* WHAT NEEDS TO BE DONE
Retype the records word for word, starting at their first line and stopping after the line that contains "770 417 1126 715". Leave the pictures out of your copy.
------------
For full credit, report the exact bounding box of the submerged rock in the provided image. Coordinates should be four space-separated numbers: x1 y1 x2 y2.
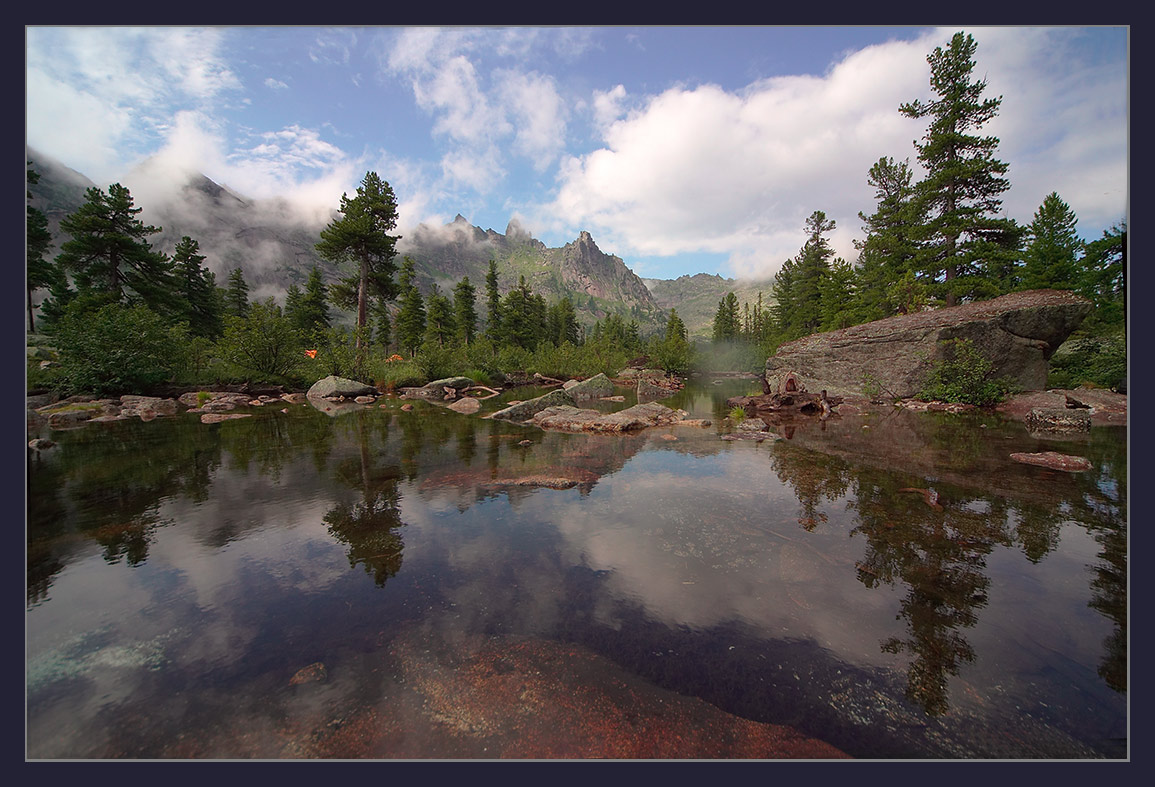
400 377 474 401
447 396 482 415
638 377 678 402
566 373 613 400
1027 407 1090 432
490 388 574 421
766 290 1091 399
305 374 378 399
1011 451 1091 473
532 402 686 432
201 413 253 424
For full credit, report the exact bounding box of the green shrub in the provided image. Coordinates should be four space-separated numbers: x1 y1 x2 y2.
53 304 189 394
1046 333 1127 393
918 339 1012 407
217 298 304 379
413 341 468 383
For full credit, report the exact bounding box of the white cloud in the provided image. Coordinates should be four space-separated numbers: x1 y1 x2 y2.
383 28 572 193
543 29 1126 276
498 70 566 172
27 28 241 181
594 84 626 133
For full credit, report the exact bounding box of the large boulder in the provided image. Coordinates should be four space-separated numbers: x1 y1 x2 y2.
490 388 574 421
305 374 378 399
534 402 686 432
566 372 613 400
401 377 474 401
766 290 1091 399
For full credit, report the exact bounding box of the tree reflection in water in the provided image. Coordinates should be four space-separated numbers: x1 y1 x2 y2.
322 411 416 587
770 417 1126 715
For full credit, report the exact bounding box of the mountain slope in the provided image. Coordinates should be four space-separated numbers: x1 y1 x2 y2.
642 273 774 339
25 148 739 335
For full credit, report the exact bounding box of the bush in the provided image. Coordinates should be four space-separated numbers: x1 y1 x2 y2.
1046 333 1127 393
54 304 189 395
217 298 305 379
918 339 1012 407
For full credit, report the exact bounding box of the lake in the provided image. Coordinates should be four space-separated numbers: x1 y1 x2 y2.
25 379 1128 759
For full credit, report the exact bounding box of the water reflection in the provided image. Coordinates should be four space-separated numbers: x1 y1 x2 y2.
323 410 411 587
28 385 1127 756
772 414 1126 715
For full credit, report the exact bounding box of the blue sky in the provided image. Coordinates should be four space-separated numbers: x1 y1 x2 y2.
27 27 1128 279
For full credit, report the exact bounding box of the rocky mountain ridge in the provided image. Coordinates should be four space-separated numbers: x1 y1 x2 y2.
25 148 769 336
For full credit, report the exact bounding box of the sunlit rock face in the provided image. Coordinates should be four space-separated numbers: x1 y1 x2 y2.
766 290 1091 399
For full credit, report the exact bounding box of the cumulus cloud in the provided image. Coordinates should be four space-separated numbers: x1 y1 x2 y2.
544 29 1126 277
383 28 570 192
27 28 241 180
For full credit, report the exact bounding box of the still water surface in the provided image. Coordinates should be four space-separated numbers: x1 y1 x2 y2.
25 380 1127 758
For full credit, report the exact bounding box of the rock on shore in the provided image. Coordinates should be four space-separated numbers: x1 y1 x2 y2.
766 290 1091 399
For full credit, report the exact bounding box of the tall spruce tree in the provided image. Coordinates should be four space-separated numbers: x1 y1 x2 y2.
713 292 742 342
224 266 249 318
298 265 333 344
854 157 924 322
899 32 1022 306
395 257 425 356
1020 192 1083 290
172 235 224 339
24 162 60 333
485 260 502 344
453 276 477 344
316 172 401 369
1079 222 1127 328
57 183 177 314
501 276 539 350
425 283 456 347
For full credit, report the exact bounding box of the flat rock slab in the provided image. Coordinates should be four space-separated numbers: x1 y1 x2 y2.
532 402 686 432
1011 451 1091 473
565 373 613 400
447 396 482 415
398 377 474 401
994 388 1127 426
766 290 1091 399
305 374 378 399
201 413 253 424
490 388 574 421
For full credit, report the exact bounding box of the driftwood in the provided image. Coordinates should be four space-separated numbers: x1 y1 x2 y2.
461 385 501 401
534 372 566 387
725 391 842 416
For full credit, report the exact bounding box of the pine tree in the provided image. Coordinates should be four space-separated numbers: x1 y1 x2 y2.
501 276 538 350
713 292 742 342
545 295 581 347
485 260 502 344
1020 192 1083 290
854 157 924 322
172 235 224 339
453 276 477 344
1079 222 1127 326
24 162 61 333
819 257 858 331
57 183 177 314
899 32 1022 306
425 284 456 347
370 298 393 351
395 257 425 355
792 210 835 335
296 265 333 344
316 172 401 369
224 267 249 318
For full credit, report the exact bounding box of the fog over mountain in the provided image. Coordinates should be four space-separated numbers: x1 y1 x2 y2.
------------
* PROBLEM SOLUTION
For full credit, report the exact bounding box of the submerged rock in the provided image. Coordinates should be four space-separated numbers: x1 y1 x2 y2.
400 377 474 401
447 396 482 415
638 377 678 402
566 373 613 400
1027 407 1090 432
490 388 574 421
766 290 1091 399
305 374 378 399
1011 451 1091 473
532 402 686 432
201 413 253 424
For full credit, report the exact bounding box of the green shrub in the provided image. Coordinates should be four space-separated numbers: x1 y1 x2 y2.
53 304 189 394
1046 333 1127 393
918 339 1012 407
217 298 304 379
413 341 468 383
For full credit, report the exact bounding box of the white cloud in the provided image. Coordinates should be four space-separated numbers: x1 y1 x2 y2.
383 28 572 193
543 29 1126 276
498 70 566 172
27 28 241 181
594 84 626 133
For full credit, report the exact bounding box of the large boulder in the provided image. Coordinates should be four space-separated numbers: x1 y1 x2 y2.
490 388 574 421
305 374 378 399
534 402 686 432
566 372 613 400
401 377 474 401
766 290 1091 399
For full credit, report the exact bounding box of the tree reflection in water in the provided image. Coordinates should be four space-separated numbers: x1 y1 x2 y2.
322 411 416 587
770 417 1126 715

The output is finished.